Write each record again exactly as it stands.

■ **Data shown**:
════════════════

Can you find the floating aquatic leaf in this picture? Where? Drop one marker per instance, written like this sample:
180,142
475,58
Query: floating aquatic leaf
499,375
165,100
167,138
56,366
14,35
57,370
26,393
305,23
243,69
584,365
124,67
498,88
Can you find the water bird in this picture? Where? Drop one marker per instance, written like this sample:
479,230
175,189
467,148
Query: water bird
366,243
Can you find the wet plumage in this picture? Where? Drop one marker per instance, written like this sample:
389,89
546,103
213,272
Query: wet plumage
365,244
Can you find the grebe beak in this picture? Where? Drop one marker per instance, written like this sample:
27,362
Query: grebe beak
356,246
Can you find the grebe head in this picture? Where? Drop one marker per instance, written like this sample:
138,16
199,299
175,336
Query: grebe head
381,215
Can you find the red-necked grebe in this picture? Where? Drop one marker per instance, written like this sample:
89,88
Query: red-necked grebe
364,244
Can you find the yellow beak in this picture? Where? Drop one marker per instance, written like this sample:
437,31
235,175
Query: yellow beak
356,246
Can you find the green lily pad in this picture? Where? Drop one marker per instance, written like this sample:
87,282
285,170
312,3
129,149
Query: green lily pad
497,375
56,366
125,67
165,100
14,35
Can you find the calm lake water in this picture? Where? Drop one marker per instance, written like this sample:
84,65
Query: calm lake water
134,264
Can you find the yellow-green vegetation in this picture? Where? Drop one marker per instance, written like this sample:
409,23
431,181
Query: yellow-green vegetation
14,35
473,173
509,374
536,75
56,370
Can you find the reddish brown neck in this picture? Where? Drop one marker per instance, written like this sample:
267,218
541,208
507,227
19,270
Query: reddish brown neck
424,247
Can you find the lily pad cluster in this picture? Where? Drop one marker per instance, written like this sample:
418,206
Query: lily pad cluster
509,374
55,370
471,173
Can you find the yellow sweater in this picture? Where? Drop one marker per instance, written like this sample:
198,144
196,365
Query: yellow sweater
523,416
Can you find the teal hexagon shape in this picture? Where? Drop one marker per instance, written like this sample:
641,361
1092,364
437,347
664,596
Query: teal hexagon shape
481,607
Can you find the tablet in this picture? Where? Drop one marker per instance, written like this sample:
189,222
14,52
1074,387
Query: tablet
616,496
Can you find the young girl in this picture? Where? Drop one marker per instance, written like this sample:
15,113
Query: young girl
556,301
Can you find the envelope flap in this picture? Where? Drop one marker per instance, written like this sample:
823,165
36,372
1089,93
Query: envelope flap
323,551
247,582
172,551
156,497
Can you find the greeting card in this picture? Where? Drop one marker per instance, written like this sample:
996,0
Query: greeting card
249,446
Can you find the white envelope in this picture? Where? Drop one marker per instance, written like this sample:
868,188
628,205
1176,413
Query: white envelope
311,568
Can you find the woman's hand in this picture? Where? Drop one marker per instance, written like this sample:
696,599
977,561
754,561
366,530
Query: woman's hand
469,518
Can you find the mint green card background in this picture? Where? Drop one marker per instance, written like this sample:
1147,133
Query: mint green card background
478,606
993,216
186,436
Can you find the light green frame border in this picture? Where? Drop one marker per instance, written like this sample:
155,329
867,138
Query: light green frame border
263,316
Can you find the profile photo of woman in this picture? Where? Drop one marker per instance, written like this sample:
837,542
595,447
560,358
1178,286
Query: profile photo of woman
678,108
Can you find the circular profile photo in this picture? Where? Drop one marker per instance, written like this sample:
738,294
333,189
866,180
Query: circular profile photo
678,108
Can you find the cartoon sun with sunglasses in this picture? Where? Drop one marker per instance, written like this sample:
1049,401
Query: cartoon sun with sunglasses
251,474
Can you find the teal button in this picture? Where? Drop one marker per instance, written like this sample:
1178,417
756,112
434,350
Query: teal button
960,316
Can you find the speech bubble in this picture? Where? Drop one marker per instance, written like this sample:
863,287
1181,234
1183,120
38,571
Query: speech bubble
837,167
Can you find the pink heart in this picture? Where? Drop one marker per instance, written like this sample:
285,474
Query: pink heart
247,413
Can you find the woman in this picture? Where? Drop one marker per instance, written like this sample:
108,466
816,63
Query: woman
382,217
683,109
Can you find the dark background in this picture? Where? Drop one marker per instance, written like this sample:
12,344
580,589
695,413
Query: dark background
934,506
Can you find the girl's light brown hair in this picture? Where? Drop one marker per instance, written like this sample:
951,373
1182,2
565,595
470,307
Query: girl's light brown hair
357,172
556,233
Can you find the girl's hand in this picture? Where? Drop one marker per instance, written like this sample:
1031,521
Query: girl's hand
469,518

════════════════

■ **Answer below**:
Can you find the floating aquatic leaf in this picture? Where? Drop one marker per instance, written like this sample:
180,142
475,58
Query: floating aquatic leaf
499,375
165,100
167,138
56,366
14,35
57,370
26,393
305,23
243,69
584,365
124,67
498,88
Can you find the water bird in this picture? Where? Drop one marker per instance, written like this sample:
479,230
175,189
467,148
Query: water bird
366,243
Can you find the wet plumage in this picture? Where? Drop one marker per instance, written like this sample:
389,89
546,103
213,272
Query: wet plumage
365,244
Can you find the grebe beak in this picture? Where? Drop one marker per instance, written like this sample:
27,362
Query: grebe beak
356,246
Can you find the grebe head in this picture? Where? Drop one marker per instance, written like this sample:
138,16
199,299
175,336
Query: grebe head
381,215
Can you find the red-necked grebe in this picture? Where? Drop one marker per instance, written like this sample:
89,88
Query: red-necked grebe
364,244
Can you find the yellow beak in this picture? Where? Drop one marker per instance, written like this sample:
437,31
235,175
Query: yellow beak
356,246
Can you find the green lily pad in this picture? Where? Drop one marker per instance, written like this sample:
87,282
285,170
312,3
129,149
Query: green lily pad
497,375
56,366
125,67
165,100
14,35
Can you find the calm lake water in this picture? Where? Drop one marker per instance, written like this sample:
84,65
Query: calm lake water
134,264
Can you find the yellow-green vegetation in this picture? Where? Drop one marker per instance, written like this sample:
409,23
431,181
Query: yellow-green vegetation
14,35
473,173
509,374
536,75
56,370
Can you find the reddish brown neck in this picture? Where? Drop one marker per instance, written like this sample:
267,218
541,208
507,227
19,270
Query: reddish brown neck
424,247
Can you find the lily pad cluster in this picture? Where? Drop one marker per instance, written like this sample:
418,206
Query: lily pad cluster
509,374
55,370
471,173
Can you find the yellow sweater in this picture? Where? Drop one marker per instance, written like this sample:
198,144
196,365
Query: yellow sweater
523,416
Can you find the teal hexagon shape in this picture? Where? Drop one marker per instance, written like this sample:
641,361
1092,364
437,347
664,596
Query: teal hexagon shape
481,607
Can you find the tablet in this picture? Where? Drop one marker per instance, written like this sample:
189,222
14,52
1074,387
Query: tablet
616,496
Can you find the young girl in this picture? Where? Drop one marker per instance, written like this sample:
15,113
Query: young girl
556,301
Can you find the envelope flap in this picture? Where? Drop one marker per instance, written like this sample:
823,165
36,372
1089,93
Query: envelope flap
323,551
247,582
172,551
156,497
Can you find the greeting card in this picture? Where? Drop one marker per instance, written like this sample:
996,0
Query: greeting card
249,446
Can you find the white envelope in this picture? Where? Drop one marker per instance, written like this sample:
868,188
628,205
1176,413
Query: white envelope
311,568
Can you find the woman's hand in this picture? Where? Drop one marker per instance, written like this sample:
696,599
977,561
754,561
366,530
Query: woman's hand
469,518
Can you find the mint green card background in this picture? Where? Drop one marker per instance, written like this sample:
1147,133
Query: mint green card background
478,606
993,216
186,436
Can you find the light green frame border in this picture? Where? Drop one marker per instance, written like this sample:
155,329
867,138
Query: light green frame border
263,316
Can you find the profile photo of woman in this picture? Where? Drop one marker per instance, written like this sample:
837,542
595,447
560,358
1178,286
Query: profile photo of woman
678,108
Can you find the circular profile photo in this picture? Where? Drop one marker per instance, written like this sample:
738,294
333,189
866,180
Query: circular profile photo
678,108
Can you find the cartoon sun with sunglasses in this picture? Where? Drop one marker per instance, written like this sample:
1049,401
Query: cartoon sun with sunglasses
251,474
Can you find the teal button in this picture? Where? Drop one marker per instance, written like this sample:
1178,417
756,112
434,350
Query: teal button
960,316
Can you find the speech bubble in this picture? Where? Drop one marker per instance, written like this sample:
863,287
1181,234
1183,120
38,571
Query: speech bubble
837,167
Can you find the pink heart in this picture? Where? Drop one marker per instance, written like this sample:
285,474
Query: pink heart
247,413
Can you find the woman in this picture? Where? Drop one marker per instance, written like this sample:
108,466
816,63
Query: woman
382,217
683,109
Can you find the dark background in this picture? Where? Drop one marker per instance, written like this sample:
12,344
580,589
695,413
Query: dark background
934,506
Can you find the girl's light brown hair in this picture? Where? Drop one marker per instance, written like this sample:
951,373
1182,2
565,595
470,307
Query: girl's light brown hair
357,172
556,233
Can you find the girl's hand in this picture? Where? Drop one marker per instance, written like this sample:
1031,521
Query: girl's hand
469,518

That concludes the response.